The exercise: Reproduce the data below verbatim, line for line, without altering any character.

Data for this exercise:
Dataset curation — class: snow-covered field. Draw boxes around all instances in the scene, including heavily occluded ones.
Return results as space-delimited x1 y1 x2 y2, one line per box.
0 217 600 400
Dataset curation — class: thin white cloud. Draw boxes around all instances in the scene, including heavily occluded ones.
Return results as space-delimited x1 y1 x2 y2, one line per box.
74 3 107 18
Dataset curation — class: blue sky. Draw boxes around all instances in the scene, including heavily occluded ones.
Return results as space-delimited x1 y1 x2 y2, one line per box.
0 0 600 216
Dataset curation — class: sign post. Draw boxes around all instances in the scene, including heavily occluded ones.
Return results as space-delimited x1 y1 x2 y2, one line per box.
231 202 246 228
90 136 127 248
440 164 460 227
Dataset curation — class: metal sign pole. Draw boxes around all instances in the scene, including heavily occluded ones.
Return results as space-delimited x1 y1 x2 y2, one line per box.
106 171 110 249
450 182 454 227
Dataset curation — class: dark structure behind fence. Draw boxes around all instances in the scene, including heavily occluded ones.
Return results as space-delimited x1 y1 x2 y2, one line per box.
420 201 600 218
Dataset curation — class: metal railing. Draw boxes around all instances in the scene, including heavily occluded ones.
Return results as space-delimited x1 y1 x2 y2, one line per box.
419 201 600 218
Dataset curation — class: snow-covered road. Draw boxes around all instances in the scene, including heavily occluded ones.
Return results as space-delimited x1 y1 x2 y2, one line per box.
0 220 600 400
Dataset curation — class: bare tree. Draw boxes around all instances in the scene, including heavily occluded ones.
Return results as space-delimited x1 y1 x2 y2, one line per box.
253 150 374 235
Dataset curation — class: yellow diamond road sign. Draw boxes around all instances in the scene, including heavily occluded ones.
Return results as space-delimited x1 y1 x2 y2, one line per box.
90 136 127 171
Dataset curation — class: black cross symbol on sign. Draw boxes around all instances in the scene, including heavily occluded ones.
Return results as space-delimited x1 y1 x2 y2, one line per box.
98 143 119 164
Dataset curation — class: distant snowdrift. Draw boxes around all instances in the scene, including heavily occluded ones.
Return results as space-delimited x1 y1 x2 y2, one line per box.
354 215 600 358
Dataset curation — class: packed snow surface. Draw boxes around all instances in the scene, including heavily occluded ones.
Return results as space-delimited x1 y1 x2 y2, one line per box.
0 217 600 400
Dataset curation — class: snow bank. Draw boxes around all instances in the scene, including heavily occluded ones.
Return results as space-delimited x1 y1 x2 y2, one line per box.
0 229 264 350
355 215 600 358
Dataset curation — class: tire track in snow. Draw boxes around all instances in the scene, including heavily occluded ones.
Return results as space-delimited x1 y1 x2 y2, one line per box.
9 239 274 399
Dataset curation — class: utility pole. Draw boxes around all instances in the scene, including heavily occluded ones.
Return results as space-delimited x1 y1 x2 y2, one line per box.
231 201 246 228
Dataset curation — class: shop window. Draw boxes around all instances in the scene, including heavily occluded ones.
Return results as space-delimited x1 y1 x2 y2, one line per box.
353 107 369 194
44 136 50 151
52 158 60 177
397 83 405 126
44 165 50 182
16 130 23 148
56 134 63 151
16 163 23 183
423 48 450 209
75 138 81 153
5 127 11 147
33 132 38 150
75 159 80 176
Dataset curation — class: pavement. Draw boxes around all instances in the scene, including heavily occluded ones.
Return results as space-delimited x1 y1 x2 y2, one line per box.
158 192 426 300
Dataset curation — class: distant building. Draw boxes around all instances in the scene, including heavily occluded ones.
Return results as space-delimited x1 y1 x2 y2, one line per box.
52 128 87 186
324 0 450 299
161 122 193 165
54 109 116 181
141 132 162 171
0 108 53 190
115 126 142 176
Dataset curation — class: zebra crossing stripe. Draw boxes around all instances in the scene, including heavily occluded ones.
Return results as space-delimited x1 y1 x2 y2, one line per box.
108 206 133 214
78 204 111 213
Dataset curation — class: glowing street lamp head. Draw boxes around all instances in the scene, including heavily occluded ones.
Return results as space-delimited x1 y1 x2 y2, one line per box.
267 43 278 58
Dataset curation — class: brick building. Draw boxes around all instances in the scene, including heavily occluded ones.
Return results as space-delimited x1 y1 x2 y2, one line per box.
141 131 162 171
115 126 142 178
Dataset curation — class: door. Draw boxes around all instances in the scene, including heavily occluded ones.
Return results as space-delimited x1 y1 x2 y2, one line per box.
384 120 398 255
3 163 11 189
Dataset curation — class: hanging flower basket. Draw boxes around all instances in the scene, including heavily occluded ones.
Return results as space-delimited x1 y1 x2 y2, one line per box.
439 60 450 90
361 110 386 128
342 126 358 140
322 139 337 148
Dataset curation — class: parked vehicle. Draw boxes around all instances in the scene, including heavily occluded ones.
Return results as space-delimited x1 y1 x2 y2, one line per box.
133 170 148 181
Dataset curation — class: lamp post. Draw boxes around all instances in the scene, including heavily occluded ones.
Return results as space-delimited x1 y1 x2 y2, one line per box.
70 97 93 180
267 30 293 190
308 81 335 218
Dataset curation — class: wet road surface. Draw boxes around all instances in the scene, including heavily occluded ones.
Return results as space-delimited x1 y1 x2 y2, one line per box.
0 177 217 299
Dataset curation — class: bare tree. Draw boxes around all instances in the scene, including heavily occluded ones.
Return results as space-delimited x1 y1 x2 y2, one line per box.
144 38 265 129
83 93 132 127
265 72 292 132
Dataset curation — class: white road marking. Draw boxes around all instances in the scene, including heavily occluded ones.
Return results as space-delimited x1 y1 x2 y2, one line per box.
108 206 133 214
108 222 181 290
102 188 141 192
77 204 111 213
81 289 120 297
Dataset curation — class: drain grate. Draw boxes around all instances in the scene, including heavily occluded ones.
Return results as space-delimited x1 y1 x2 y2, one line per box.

Answer to the task:
Dataset curation — class: snow-covered field. Draw boxes around all instances in the scene, including heavily occluded ones.
Return results as space-delimited x1 y1 x2 y2, one line per box.
0 217 600 400
Dataset curation — class: thin white cloud. Draw boxes around all instances in the scene, including heavily occluded ones.
Return results as space-delimited x1 y1 x2 y2, one line per box.
74 3 107 18
Dataset curation — class: blue sky. Draw boxes around all instances in the scene, including heavily occluded ones.
Return results as space-delimited x1 y1 x2 y2, one line per box.
0 0 600 216
Dataset curation — class: sign post. Draw boxes around all instances in the scene, including heavily occluded ones.
Return results as space-delimited x1 y1 x2 y2, one line per box.
231 202 246 228
90 136 127 248
440 164 460 227
Dataset curation — class: metal sign pole. Draw boxes around all instances in the scene, including heavily occluded ones.
Return results as space-delimited x1 y1 x2 y2, one line per box.
106 171 110 249
450 182 454 227
Dataset curation — class: dark structure behind fence. Draw boxes around all instances in the scene, including heavily occluded ones.
Return results as space-delimited x1 y1 x2 y2, one line per box.
420 201 600 218
Dataset curation — class: metal railing. Draw boxes around all instances in the scene, including heavily occluded ones.
Return results as space-delimited x1 y1 x2 y2, one line per box.
419 201 600 218
Dataset curation — class: snow-covered road. Draw boxes around all instances in the scene, including heavily occluded ones.
Return results as space-delimited x1 y1 x2 y2, one line per box.
0 220 600 400
Dataset curation — class: bare tree. Draw boxes around all instances in the scene, including heavily occluded ones.
Return results as space-delimited x1 y1 x2 y2, one line per box.
253 150 374 235
Dataset curation — class: yellow diamond road sign. Draw boxes around all instances in the scene, including heavily occluded ones.
Return results as space-delimited x1 y1 x2 y2, one line per box.
90 136 127 171
Dataset curation — class: black cross symbol on sign. Draw boxes around all instances in the scene, including heavily occluded ones.
Return results as space-delimited x1 y1 x2 y2, one line per box.
98 143 119 164
Dataset curation — class: distant snowdrift. Draw boxes around all instances in the scene, including heavily occluded ones.
Return results as space-delimited x1 y1 x2 y2, one line per box.
354 215 600 358
Dataset curation — class: packed snow surface. Draw boxes around all instances in the scene, including heavily occluded ones.
Return results as space-delimited x1 y1 x2 y2, one line per box.
0 217 600 400
Dataset curation — class: snow bank. Draw boxes around all instances in the scene, including heavily occluded ones.
Return results as space-delimited x1 y1 x2 y2, one line per box.
0 229 264 350
355 215 600 358
Dataset curation — class: tire track in snow. Draw boxes around all instances in the scene, including heavily occluded ones.
Return results as space-delimited x1 y1 x2 y2, one line per box.
9 239 274 399
Dataset curation — class: utility pole. Draw boxes around all instances in the scene, including heavily occluded ones.
Return results as space-delimited x1 y1 x2 y2, one line per box.
231 201 246 228
Dataset curation — class: shop window. Draw boxes around all instances in the scene, including heavily occluded ones.
Return results as space-delimited x1 y1 x2 y2, one line per box.
353 107 369 194
44 136 50 151
52 158 60 177
397 83 405 126
44 165 50 182
16 130 23 148
56 134 63 151
16 163 23 183
423 48 450 209
75 138 81 153
5 127 11 147
33 132 38 150
75 159 80 176
Dataset curation — class: pavement. Draw boxes around all instances in the scene, including heavily occluded ones.
Return results as space-delimited x1 y1 x2 y2, one line per box.
158 192 426 300
Dataset curation — class: distant building. Draw boxes around all instances in the scene, including heavily occluded ones.
Return results as space-delimited x1 y1 x2 y2, one line per box.
52 128 87 186
324 0 450 299
161 122 193 165
54 109 116 181
141 132 162 171
0 108 53 190
115 126 142 176
Dataset curation — class: zebra crossing stripe. Draw boxes around all instances in the scene, including heavily occluded ones.
Return results as space-delimited x1 y1 x2 y2, one line per box.
108 206 133 214
78 204 111 213
Dataset curation — class: glowing street lamp head. Draw boxes around all instances in the scene, including heavily occluded ones.
Return results as space-delimited x1 y1 x2 y2, one line per box.
267 43 278 58
Dataset curation — class: brick building. Draw boxes around all instances in the scene, including heavily occluded ones.
Return results as space-delimited x1 y1 x2 y2, one line per box.
141 131 162 171
115 126 142 178
Dataset curation — class: door. Draw boxes around all instances in the scene, including heavily occluded ones.
Return results as space-delimited x1 y1 x2 y2, one line per box.
384 120 398 255
3 163 11 189
Dataset curation — class: hanging flower basket. Draw boxes around all instances in the scene, including heavily occluded ones.
Return results as space-delimited x1 y1 x2 y2, one line per box.
439 60 450 90
361 110 386 128
342 126 358 140
322 139 337 148
Dataset curation — class: parked vehicle. Draw boxes around all instances in the scene, including heavily occluded ones.
Return results as space-delimited x1 y1 x2 y2, one line per box.
133 170 148 181
Dataset curation — class: lamp post. Draw boxes around all instances in the scene, including heavily occluded ones.
Return results as space-delimited x1 y1 x2 y2, one line per box.
70 97 93 180
267 30 293 190
308 81 335 218
Dataset curation — class: wet road surface. Draw boxes around all instances in the scene, including heavily occluded ones.
Return results as space-delimited x1 y1 x2 y2, one line per box.
0 177 217 299
Dataset curation — class: bare tree. Draw boxes around all instances in the scene, including heavily occluded ones.
Return results as space-delimited x1 y1 x2 y2, one line per box.
144 38 265 129
83 93 132 127
265 72 292 132
Dataset curation — class: white road marking. Draw boxes around all instances in the scene, including heavily occluded ones.
Return results as space-delimited x1 y1 x2 y2, one line per box.
108 206 133 214
108 222 181 290
102 188 141 192
77 204 111 213
81 289 120 297
Dataset curation — class: drain grate. Draw boxes around all instances in the scene, including heavily occluded ones.
Return results as space-delimited x1 y1 x2 y2, one line per box.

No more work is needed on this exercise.